WHAT THE EXERCISE ASKS:
Put every line of the listing below into a numbered list, leaving out any blank lines.

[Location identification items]
══════

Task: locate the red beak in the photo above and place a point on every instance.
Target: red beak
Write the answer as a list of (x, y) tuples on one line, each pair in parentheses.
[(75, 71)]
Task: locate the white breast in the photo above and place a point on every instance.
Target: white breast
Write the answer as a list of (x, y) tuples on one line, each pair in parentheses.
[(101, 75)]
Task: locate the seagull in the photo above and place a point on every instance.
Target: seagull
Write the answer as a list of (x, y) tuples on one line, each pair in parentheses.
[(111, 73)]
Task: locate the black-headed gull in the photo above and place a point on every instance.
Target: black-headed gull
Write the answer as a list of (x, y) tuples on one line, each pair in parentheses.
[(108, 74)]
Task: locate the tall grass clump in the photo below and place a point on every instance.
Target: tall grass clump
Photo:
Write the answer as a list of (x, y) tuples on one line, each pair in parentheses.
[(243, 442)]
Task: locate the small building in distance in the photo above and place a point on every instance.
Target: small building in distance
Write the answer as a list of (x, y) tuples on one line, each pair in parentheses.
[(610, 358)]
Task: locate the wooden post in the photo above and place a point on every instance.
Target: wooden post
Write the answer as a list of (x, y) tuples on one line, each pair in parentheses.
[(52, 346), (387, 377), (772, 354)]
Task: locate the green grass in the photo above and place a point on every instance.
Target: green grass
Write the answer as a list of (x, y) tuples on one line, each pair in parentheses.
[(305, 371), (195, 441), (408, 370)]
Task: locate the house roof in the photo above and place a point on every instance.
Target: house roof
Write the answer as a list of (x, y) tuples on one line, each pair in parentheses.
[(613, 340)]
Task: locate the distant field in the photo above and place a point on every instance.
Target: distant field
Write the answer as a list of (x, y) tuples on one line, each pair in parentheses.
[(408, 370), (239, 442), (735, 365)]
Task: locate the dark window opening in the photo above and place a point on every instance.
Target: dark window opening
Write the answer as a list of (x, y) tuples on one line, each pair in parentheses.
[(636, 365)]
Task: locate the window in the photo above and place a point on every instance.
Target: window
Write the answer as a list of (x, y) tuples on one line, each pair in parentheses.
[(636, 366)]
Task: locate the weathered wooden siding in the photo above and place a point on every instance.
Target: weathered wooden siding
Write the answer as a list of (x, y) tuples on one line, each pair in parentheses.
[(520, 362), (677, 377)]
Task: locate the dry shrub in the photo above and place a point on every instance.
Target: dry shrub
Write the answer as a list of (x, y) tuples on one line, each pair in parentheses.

══════

EXERCISE OUTPUT:
1. Task: locate the red beak in the photo above and place a point on every instance.
2. Target: red beak
3. Write the answer as a list of (x, y) tuples on one line, each pair in parentheses.
4. [(75, 71)]
5. Task: locate the white breast in the photo above and place a point on every instance.
6. Target: white breast
7. Write the answer as a list of (x, y) tuples on one line, each pair in parentheses.
8. [(101, 75)]
9. Task: locate the seagull in the photo above and place a point on every instance.
10. Target: seagull
11. Write the answer as a list of (x, y) tuples on one line, each pair in parentheses.
12. [(111, 73)]
13. Task: locate the black-headed gull in the photo above and place a point on every instance.
14. Target: black-headed gull
15. Write the answer as a list of (x, y) tuples on one line, each pair in parentheses.
16. [(108, 74)]
17. Task: locate the tall grass clump in the photo below and place a point on every instance.
18. Target: tall grass clump
19. Photo:
20. Write the answer as a list of (x, y) tuples on one line, each pair in parentheses.
21. [(243, 442)]
22. Task: locate the small building in distance in the photo above and place a point on every instance.
23. Target: small building in distance
24. Write the answer as a list of (x, y) tuples on one line, each pair in parentheses.
25. [(610, 358)]
26. Task: locate the wooden post in the photo above and place a point on every instance.
27. Target: wooden post
28. Write the answer as a list of (x, y) tuples on one line, each pair in parentheses.
29. [(52, 346), (387, 377), (772, 354)]
30. Task: locate the green grass in the photo above and place a point on every instance.
31. Target: green grass
32. Write the answer as a list of (x, y) tuples on one line, each pair in parentheses.
33. [(305, 371), (195, 441), (408, 370)]
34. Task: locate the house roof in the photo above and place a point on every instance.
35. Target: house roof
36. Write the answer as a list of (x, y) tuples on one line, each pair in parentheses.
37. [(613, 340)]
38. Task: locate the distant field in the photo above and place a point on every instance.
39. Target: distant field
40. Write the answer as a list of (x, y) tuples on one line, each pair in parentheses.
41. [(408, 370), (239, 442), (735, 365)]
42. Task: locate the dark window opening in the photo above and place a point on every instance.
43. Target: dark window opening
44. Write the answer as a list of (x, y) tuples on one line, each pair in parentheses.
45. [(636, 365)]
46. Task: locate the window in the photo above and place a point on every instance.
47. Target: window
48. Write the answer as a list of (x, y) tuples on one line, each pair in parentheses.
49. [(636, 366)]
50. Task: locate the weathered wooden siding in the photo above and place a point on every instance.
51. Target: weathered wooden siding
52. Write the answer as a list of (x, y) tuples on one line, each pair in parentheses.
53. [(520, 362), (677, 377)]
54. Task: locate the dry shrub in the photo above and place a point on every instance.
55. Target: dry shrub
56. Write the answer as a list of (x, y) tuples on one line, each pair in parentheses.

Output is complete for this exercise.